## YOUR ASSIGNMENT
The required output is the full listing below, reproduced word for word.

## PROVIDED ENTRIES
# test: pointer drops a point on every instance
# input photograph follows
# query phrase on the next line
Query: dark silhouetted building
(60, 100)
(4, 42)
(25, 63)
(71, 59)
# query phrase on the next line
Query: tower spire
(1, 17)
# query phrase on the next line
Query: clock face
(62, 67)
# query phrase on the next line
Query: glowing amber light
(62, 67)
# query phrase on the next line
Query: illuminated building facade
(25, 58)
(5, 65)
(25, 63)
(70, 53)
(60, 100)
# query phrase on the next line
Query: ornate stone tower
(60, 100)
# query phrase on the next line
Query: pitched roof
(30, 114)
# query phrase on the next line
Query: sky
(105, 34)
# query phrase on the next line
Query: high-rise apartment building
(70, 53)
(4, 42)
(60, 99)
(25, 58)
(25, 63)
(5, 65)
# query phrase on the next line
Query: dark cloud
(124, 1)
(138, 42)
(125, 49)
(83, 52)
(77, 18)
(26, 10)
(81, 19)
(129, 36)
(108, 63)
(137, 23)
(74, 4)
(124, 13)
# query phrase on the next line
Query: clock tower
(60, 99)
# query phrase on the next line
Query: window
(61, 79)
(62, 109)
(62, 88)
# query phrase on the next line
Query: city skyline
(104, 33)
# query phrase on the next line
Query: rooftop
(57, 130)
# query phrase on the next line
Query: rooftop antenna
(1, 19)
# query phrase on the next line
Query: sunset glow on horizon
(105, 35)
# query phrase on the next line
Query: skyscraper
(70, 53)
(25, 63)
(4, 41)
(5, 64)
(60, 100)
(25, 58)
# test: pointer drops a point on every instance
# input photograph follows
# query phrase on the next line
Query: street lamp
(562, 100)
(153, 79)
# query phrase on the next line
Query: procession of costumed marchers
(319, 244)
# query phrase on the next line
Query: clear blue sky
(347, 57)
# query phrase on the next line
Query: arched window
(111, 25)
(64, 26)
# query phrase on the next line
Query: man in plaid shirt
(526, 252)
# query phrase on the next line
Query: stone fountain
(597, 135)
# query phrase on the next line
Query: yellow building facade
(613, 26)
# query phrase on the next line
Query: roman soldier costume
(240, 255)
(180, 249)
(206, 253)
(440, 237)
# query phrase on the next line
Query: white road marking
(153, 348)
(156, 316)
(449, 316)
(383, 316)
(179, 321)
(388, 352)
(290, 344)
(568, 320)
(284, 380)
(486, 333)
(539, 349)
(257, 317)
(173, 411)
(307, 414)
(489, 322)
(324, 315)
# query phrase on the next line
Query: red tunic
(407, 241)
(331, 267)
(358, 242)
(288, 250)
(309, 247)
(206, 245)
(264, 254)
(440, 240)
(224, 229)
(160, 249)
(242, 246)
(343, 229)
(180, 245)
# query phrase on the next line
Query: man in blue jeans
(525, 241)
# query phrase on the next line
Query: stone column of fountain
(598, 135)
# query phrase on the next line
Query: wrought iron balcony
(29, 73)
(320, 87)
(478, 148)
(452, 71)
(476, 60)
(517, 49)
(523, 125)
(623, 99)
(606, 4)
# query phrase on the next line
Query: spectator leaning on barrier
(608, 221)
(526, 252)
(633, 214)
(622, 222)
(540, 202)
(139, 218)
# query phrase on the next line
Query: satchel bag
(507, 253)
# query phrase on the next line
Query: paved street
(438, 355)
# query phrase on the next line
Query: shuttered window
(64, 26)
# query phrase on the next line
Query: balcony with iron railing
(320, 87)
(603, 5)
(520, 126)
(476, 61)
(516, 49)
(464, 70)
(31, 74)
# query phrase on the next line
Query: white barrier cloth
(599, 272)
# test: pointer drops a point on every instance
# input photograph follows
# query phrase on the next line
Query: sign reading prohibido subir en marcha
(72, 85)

## PROBLEM SOLUTION
# test: pointer drops a point on every instance
# input photograph follows
# query phrase on the next line
Query: dark silhouetted building
(60, 100)
(4, 42)
(25, 63)
(71, 59)
# query phrase on the next line
Query: tower spire
(1, 17)
# query phrase on the next line
Query: clock face
(62, 67)
# query phrase on the next line
Query: glowing amber light
(62, 67)
# query phrase on the next line
Query: illuminated building facade
(25, 58)
(5, 65)
(25, 63)
(70, 53)
(60, 100)
# query phrase on the next line
Query: ornate stone tower
(60, 100)
# query phrase on the next line
Query: pitched roof
(30, 114)
# query phrase on the next line
Query: sky
(105, 34)
# query phrase on the next line
Query: high-rise apartment building
(70, 53)
(4, 42)
(60, 99)
(25, 58)
(25, 63)
(5, 65)
# query phrase on the next line
Query: dark cloud
(124, 1)
(138, 42)
(125, 49)
(83, 52)
(77, 18)
(26, 10)
(81, 19)
(129, 36)
(108, 63)
(137, 23)
(74, 4)
(124, 13)
# query phrase on the next line
Query: clock tower
(60, 99)
# query phrase on the next line
Query: window
(61, 79)
(62, 109)
(62, 88)
# query phrase on the next line
Query: city skyline
(104, 33)
# query phrase on the next line
Query: rooftop
(57, 130)
# query phrase on the next line
Query: rooftop antenna
(1, 19)
# query phrase on the next line
Query: sunset glow on horizon
(105, 35)
# query phrase on the next line
Query: skyscraper
(70, 53)
(25, 63)
(4, 41)
(5, 64)
(60, 100)
(25, 58)
# test: pointer drops a point on every instance
# input photograph follows
# query phrase on the next line
Query: street lamp
(562, 100)
(153, 79)
# query phrase on the next line
Query: procession of costumed marchers
(319, 244)
# query phrase on the next line
Query: clear blue sky
(347, 57)
# query phrase on the next line
Query: arched window
(111, 25)
(64, 26)
# query phrase on the next line
Query: man in plaid shirt
(526, 252)
# query phrase on the next line
Query: stone fountain
(597, 135)
# query phrase on the next line
Query: yellow building facade
(613, 26)
# query phrase on the next line
Query: roman soldier costume
(240, 255)
(180, 249)
(206, 253)
(440, 237)
# query phrase on the next line
Query: white road marking
(153, 348)
(156, 316)
(449, 316)
(383, 316)
(179, 321)
(388, 352)
(290, 344)
(568, 320)
(284, 380)
(486, 333)
(539, 349)
(257, 317)
(173, 411)
(307, 414)
(489, 322)
(324, 315)
# query phrase on the next line
Query: red tunic
(407, 241)
(331, 267)
(358, 242)
(288, 250)
(309, 247)
(206, 245)
(264, 254)
(440, 240)
(224, 229)
(160, 249)
(242, 246)
(343, 229)
(180, 245)
# query phrase on the next line
Query: man in blue jeans
(525, 241)
# query phrase on the next line
Query: stone column of fountain
(598, 135)
# query phrase on the next line
Query: wrought iron balcony
(29, 73)
(320, 87)
(478, 148)
(452, 71)
(476, 60)
(517, 49)
(523, 125)
(623, 99)
(606, 4)
# query phrase on the next line
Query: spectator leaning on barrier
(608, 221)
(526, 252)
(633, 214)
(622, 222)
(540, 202)
(139, 218)
# query phrase on the next line
Query: satchel bag
(507, 253)
# query phrase on the next line
Query: paved street
(438, 355)
# query phrase on the next line
Query: shuttered window
(64, 26)
# query phrase on the next line
Query: balcony with iron railing
(320, 87)
(603, 5)
(520, 126)
(476, 61)
(516, 49)
(464, 70)
(31, 74)
# query phrase on the next line
Query: white barrier cloth
(599, 272)
# test: pointer drops a point on every instance
# input photograph follows
# query phrase on the next line
Query: sign reading prohibido subir en marcha
(72, 85)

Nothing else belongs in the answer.